[start PASSAGE TO READ]
# Need a large quantity of Java Fern



## doctordun (Jul 30, 2006)

I am looking for a good quantity of Java Fern for my 120 gallon Goldfish only tank. I have lots of driftwood in it, but all plants I try get eaten.
I've read that Java Fern is the best to use with Goldfish and grows fast enough, if you have enough in the tank, to stay ahead of the goldfish appetites.

Most places sell a single plant with several leaves and are quite pricey. I am looking for a whole bunch of plants, to kind of overwhelm the tank with live plants.
I have two 30 gallon tanks with a nice variety of plants that do quite well. They have all tropical fish.
I just don't have much Java Fern.

Does anyone know who might sell in quantity and at a reasonable price?
Or is there a member with a lot, they might be trying to unload.

Thank you all in advance.


----------



## fishyjoe24 (May 18, 2010)

SUE at A-Z aquatic's in Royce city TX. $3.99 eachand they have 3-7 leafs on them. she sales mother plants too. https://www.facebook.com/azaquatic/posts/in-stock-noweb-texas/397651561105536/

or try. aquariumplants.com


----------



## Sherryazure (Jun 20, 2003)

doctordun said:


> I am looking for a good quantity of Java Fern for my 120 gallon Goldfish only tank. I have lots of driftwood in it, but all plants I try get eaten.
> I've read that Java Fern is the best to use with Goldfish and grows fast enough, if you have enough in the tank, to stay ahead of the goldfish appetites.
> 
> Most places sell a single plant with several leaves and are quite pricey. I am looking for a whole bunch of plants, to kind of overwhelm the tank with live plants.
> ...


............................................

Perhaps look at the Anubias family as well. (even tougher leaves). They would do well attached to your driftwood (I just used black tie twist which one can buy online in a roll). (the "roots" can not be buried) They are actually Rhizomes that attach to rocks or wood near river systems such as near waterfalls - time spent underwater and out of water).

There are a great many varieties - a lovely plant MHO.

This Moscow aquarist explains the various Anubias (some are NOT suitable for the average aquarium - they grow out of water - and often sold wrongly at major pet stores along with houseplants - ugh). Some of the attachments are from his page (enlarged) some entire backgrounds!

https://toptropicals.com/html/toptropicals/articles/aqua/anubias_en.htm

Eugene Zagnitko is a high-skilled specialist in aquatic bio-systems area. He is an author of a number of original methods and techniques providing long-lasting, stable existing of closed water systems, mastered methods of breeding various difficult in rearing fish species. Keeping and propagation of aquatic plants is the area of his special interest. He elaborated different ways for adaptation of some marginal plants to be kept submerged, and an effective ferriferous fertilizer formula, offered a way of "black-beard" algae extirpation. He is also an expert in aquarium decoration, aquatic landscaping.

...................................
[end PASSAGE TO READ]
[start SUPPLIED MATERIAL]
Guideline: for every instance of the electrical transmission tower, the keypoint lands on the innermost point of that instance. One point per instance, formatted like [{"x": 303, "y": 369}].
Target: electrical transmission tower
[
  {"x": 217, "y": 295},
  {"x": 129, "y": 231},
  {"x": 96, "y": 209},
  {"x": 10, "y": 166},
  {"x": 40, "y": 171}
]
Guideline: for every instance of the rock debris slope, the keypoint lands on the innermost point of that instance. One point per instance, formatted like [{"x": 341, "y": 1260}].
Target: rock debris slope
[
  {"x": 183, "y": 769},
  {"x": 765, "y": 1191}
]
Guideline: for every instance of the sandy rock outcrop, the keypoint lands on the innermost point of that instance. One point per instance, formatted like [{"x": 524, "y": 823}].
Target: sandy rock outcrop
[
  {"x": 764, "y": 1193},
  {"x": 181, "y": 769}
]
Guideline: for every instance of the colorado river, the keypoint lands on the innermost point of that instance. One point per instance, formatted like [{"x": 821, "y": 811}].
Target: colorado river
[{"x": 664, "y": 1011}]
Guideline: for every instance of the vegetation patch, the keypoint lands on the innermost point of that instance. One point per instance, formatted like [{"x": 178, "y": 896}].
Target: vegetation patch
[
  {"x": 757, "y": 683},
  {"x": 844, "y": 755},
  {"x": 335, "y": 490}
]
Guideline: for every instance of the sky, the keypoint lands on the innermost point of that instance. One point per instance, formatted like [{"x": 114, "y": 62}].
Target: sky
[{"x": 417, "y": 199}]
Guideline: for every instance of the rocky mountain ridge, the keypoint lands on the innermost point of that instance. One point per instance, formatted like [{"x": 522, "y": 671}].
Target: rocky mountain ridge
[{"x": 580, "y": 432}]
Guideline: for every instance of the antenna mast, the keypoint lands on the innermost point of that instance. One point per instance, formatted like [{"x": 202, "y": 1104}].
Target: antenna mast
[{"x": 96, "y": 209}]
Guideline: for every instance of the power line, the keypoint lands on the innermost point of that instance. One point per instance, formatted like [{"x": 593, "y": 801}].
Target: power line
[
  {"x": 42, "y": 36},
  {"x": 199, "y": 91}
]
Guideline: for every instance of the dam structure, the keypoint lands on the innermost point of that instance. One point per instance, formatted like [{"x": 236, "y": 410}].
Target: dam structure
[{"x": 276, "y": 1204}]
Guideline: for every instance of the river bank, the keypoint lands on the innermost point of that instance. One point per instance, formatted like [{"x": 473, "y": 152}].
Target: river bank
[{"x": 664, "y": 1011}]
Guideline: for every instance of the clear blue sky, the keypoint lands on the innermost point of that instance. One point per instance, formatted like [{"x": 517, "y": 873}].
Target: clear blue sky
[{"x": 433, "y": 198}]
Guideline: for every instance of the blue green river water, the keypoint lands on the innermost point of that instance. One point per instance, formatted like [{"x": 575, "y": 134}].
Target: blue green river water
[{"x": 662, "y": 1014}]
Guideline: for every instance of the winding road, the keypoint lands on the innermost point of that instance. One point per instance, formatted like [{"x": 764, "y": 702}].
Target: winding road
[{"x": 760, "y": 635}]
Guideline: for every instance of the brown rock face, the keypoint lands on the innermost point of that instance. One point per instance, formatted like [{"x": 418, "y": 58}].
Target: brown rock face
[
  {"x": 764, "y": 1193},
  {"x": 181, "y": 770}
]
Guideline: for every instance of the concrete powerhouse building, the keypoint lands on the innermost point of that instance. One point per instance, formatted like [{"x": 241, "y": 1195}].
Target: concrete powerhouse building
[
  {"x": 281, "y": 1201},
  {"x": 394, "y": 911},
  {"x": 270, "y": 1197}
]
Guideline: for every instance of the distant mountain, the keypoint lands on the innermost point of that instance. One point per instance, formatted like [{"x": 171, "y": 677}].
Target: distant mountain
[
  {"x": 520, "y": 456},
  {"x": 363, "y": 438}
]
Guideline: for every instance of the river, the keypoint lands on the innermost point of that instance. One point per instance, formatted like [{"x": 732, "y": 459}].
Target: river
[end SUPPLIED MATERIAL]
**THE TASKS:**
**1.** Copy out the records word for word, starting with the line that contains "Guideline: for every instance of the winding" and ending with the last line of the records.
**2.** Write what comes next in the forum thread about buying Java Fern in quantity, picking up after its last line.

**RESULTS FOR EACH TASK:**
**1.**
Guideline: for every instance of the winding road, the keypoint lands on the innermost point of that instance. One point per instance, formatted like [{"x": 764, "y": 702}].
Target: winding road
[{"x": 760, "y": 635}]
Guideline: for every instance of the brown rock face, the keypoint lands on the innermost point of that instance. One point per instance, formatted like [{"x": 418, "y": 58}].
Target: brown rock face
[
  {"x": 764, "y": 1193},
  {"x": 181, "y": 770}
]
Guideline: for every instance of the concrete powerhouse building, the keypoint lands on the innermost point of that instance. One point per instance, formatted like [{"x": 241, "y": 1195}].
Target: concrete powerhouse building
[
  {"x": 281, "y": 1201},
  {"x": 394, "y": 911},
  {"x": 270, "y": 1197}
]
Guideline: for every instance of the distant mountain, the keypoint lands on the innermost point of that instance. One point per instance, formatted like [{"x": 171, "y": 677}].
Target: distant mountain
[
  {"x": 520, "y": 456},
  {"x": 363, "y": 438}
]
Guideline: for every instance of the river, the keypoint lands on the innermost point of that instance. One point per instance, formatted like [{"x": 732, "y": 459}].
Target: river

**2.**
https://images.search.yahoo.com/yhs...=yhs-mozilla-100&hspart=mozilla&hsimp=yhs-100

Goldfish DO need greens in their diet - along with gravel to help "chew" their food. Cooked peas or softer plants (cheap, floating) can be used for that purpose.

https://puregoldfish.com/plants/

I have not had aquariums since I left NYC so you might want to check at Aqubid. (I once obtained buckets of the rare and beautiful narrow leaf java fern and attached them to wood forms in a long narrow aquarium.) Ebay, even Amazon sells plants.

https://www.aquabid.com/

https://www.ebay.com/sch/i.html?_from=R40&_trksid=m570.l1313&_nkw=Anubias+plants&_sacat=0

These plants do have a temperature range (and most now raised in greenhouses - out of water actually) but Java Fern and Anubias are hot tropical plants while Goldfish do better in lower temps - so find a range in between for the best of both flora and fauna.

And last, my largest aquarium @ 75 gallons (always changing, lol) had wood with java moss growing on it. I made attachments (those black suction cups as for heaters so on) by drilling a hole at one end of the wood and with a tie twist attached some of the wood higher up and let it "drape" down into the floor or even float (depending on the shape of the wood).

You can also get flat slate slabs, and attach the wood to them and left them drift upward (drill holes, use underwater cement so on - what ever it takes) Cover the slab with gravel. There are all sorts of arrangements one can do.

Rocks can be used alone as well. Biotype of the white cloud mountain minnow.

https://www.practicalfishkeeping.co.uk/features/articles/how-to-set-up-a-white-cloud-biotope

Goldfish as well (if one does NOT want plants) but again need greens in their diet (most fish do).






Sorry if I send too much information - tons of links over a lifetime, retired and old and which to pass them along.

The Globe Aqaurium took me years to find the actual source of what they were. In NYC there was a plastic place and I bought two that were left (one large one smaller). They were placed on a wood form with a hole (all you need to balance them, fill slowly and adjust) the other was on a chinese plant stand that had a hole (on the floor)

Found the link in old saved bookmarks. They are actually lamps for street lights!

http://www.complast.com/BALLS/GLOBES/index.htm

Best to you.

A. The first image is of Anubius (forget variety but common) attached to wood - image out of water to take photo to sell - slate base).. 
B. Java moss on wood (red wood I bought when in CA)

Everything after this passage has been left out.